* START *

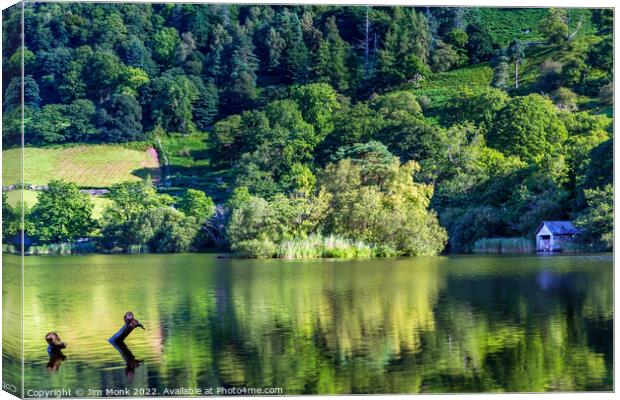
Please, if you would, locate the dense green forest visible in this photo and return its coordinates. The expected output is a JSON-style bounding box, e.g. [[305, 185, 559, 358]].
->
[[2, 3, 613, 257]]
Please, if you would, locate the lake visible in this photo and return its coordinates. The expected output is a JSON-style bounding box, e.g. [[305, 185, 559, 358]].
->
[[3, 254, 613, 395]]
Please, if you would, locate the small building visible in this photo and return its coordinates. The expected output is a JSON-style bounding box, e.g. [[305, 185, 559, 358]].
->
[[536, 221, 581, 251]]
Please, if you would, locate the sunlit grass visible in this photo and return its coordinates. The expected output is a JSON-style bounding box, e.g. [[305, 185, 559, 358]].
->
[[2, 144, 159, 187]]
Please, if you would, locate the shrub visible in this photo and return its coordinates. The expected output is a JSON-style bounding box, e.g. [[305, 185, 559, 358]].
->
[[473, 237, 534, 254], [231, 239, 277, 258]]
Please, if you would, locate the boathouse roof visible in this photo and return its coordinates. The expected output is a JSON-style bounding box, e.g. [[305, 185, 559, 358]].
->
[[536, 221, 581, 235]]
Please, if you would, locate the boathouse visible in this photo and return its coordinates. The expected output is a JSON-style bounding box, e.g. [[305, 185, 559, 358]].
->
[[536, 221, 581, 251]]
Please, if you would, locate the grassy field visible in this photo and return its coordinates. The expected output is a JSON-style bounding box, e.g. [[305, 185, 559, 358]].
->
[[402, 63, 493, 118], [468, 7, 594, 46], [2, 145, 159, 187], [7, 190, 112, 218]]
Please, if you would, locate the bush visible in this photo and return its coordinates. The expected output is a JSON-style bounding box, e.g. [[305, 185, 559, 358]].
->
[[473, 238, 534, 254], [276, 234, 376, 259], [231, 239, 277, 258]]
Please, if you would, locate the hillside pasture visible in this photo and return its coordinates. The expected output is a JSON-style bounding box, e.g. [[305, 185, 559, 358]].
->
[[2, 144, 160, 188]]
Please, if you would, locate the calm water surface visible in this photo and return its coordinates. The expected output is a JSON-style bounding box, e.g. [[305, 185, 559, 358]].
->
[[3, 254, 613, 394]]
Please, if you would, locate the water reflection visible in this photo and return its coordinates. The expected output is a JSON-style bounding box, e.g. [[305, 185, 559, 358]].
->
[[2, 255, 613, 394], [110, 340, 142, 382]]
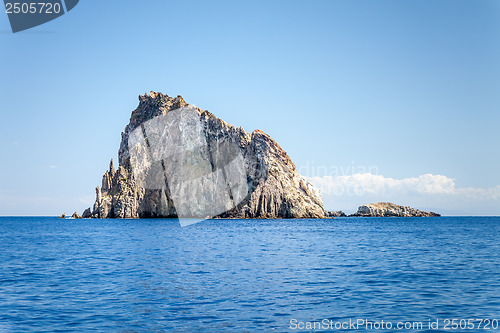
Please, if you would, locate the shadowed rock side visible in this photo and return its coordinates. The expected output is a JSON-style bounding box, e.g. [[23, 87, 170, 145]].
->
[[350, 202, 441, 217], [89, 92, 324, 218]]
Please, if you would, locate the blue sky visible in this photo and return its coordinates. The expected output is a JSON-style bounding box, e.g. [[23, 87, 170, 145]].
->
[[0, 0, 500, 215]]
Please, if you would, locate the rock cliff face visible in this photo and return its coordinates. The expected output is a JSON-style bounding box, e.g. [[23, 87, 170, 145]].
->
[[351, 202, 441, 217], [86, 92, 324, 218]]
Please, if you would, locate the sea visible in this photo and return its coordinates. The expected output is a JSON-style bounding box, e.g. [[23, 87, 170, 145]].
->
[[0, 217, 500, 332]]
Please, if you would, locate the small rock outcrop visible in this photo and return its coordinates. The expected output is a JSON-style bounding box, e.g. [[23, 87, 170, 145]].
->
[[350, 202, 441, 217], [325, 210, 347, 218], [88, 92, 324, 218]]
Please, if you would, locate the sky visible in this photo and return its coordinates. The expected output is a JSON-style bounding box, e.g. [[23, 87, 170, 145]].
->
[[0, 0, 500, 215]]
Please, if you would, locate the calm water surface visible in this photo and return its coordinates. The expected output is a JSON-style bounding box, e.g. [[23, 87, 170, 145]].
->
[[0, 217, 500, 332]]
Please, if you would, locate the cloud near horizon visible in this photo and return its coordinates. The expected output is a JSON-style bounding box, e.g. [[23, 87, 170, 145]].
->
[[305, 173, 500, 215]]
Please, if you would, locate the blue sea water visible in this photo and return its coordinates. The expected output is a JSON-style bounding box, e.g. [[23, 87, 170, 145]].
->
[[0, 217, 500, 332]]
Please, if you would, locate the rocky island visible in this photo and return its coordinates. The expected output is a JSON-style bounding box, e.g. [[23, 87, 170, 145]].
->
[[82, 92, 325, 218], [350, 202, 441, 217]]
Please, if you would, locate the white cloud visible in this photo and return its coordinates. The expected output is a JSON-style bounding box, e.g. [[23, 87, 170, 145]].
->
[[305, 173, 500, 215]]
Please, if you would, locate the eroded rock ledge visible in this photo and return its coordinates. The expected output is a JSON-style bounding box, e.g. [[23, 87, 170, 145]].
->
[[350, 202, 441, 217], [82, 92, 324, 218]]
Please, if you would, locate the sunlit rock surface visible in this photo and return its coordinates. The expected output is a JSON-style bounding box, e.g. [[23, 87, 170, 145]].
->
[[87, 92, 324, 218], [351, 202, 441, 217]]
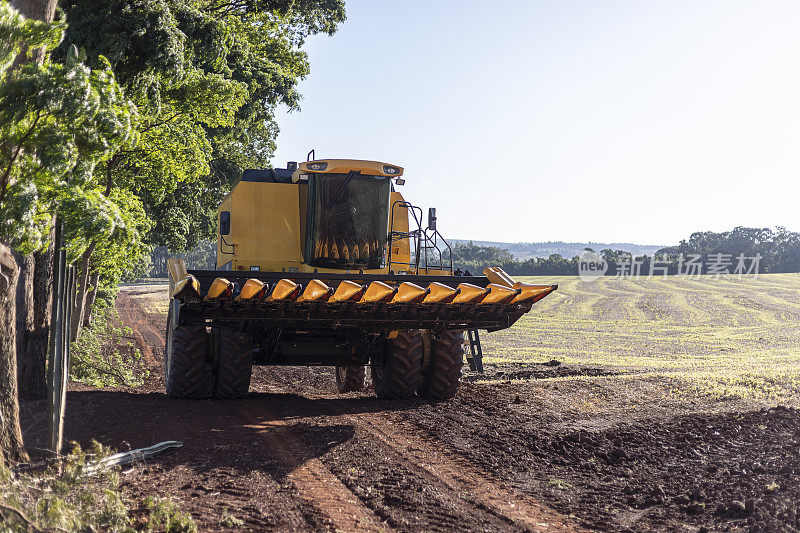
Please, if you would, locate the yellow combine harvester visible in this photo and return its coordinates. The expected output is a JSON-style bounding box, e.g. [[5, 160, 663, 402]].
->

* END *

Reproduce the lines of the records verbatim, beginning with the line containing "Please, if you would, locate the sunlit grass" and continuing through the line containing "[[473, 237, 534, 254], [231, 239, 277, 258]]", both included.

WRITTEN ANSWER:
Please, if you would, locate the sunlit grass visible in this photo and return its coordinates. The expected output is a JSON-style bounding box, e.g. [[305, 185, 559, 358]].
->
[[2, 144, 159, 187]]
Please, if you would, locate the shrub visible in this photo and return its coordinates. The expected output is a JSON-style bounding box, e.g. [[305, 185, 559, 358]].
->
[[473, 237, 534, 254], [231, 239, 277, 258]]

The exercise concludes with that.